[Segmentation data]
+---+
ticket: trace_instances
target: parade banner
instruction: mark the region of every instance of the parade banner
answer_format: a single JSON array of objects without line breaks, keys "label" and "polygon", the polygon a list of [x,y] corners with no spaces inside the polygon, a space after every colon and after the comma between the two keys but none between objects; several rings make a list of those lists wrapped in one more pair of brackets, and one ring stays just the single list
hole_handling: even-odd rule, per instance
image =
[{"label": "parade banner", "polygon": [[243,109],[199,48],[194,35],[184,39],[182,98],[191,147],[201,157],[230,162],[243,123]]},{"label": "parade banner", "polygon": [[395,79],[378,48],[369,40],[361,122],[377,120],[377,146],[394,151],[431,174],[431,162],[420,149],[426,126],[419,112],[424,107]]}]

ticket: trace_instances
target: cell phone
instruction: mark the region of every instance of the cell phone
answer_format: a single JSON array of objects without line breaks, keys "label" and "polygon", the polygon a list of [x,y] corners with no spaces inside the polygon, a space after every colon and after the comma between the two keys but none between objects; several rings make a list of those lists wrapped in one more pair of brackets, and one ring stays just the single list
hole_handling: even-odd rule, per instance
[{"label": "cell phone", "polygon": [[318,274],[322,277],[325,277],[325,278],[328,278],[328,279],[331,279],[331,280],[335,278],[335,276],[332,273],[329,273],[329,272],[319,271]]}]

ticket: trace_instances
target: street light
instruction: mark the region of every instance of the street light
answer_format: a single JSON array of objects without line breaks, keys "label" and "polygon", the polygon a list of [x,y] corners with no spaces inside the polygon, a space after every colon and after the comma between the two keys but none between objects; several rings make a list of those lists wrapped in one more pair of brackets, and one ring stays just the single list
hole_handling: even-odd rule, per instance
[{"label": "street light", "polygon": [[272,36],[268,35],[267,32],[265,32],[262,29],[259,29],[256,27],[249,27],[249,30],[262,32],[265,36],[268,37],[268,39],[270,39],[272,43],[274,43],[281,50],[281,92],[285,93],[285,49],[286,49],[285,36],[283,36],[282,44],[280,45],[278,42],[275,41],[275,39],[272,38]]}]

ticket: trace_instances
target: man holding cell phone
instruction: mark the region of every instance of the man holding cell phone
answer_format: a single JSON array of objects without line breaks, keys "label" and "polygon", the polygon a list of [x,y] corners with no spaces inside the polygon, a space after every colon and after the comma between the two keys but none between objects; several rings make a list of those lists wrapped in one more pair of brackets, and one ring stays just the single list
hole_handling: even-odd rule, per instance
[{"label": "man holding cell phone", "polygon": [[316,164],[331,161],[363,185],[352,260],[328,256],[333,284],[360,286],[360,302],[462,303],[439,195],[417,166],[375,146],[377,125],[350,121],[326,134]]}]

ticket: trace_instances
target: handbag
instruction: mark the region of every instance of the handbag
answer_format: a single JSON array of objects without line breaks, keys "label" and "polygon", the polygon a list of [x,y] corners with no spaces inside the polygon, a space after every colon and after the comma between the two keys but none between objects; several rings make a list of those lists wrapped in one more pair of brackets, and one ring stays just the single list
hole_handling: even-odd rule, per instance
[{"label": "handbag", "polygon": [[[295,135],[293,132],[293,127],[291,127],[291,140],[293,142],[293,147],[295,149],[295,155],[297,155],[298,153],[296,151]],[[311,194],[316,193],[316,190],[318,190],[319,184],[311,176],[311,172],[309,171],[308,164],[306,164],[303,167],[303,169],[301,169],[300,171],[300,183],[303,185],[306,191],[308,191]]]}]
+---+
** Exercise prompt **
From the items above, keep only the lines that contain the string "holding" and copy each one out in full. Matching is case-sensitive.

** Reply to the task **
target: man holding cell phone
instruction: mark the region of every instance of the man holding cell phone
[{"label": "man holding cell phone", "polygon": [[316,164],[331,161],[363,185],[352,260],[328,256],[333,284],[360,286],[360,302],[462,303],[439,195],[417,166],[375,146],[377,125],[350,121],[326,134]]}]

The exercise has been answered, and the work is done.